(Contour labeling items)
►
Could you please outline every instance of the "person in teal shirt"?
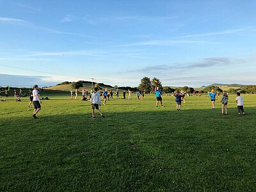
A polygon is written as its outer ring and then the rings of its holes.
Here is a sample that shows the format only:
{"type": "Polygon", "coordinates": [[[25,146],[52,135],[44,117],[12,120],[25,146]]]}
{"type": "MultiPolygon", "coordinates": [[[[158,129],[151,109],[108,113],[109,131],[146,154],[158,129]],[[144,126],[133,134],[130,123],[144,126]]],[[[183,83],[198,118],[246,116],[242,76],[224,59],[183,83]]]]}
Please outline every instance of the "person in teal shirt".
◄
Stated exercise:
Set down all the entries above word for word, leaving the pictures out.

Task answer:
Could you please outline every instance of the "person in teal shirt"?
A polygon is written as its outer ring and then the rings of its holes.
Here is a sample that shows the format only:
{"type": "Polygon", "coordinates": [[[25,146],[52,135],[44,117],[12,120],[25,146]]]}
{"type": "MultiPolygon", "coordinates": [[[[158,129],[151,109],[108,113],[109,131],[146,154],[158,129]],[[144,126],[133,134],[130,123],[144,126]]],[[[183,83],[198,118],[246,116],[242,76],[224,59],[183,83]]]]}
Please outline every instance of the "person in teal shirt".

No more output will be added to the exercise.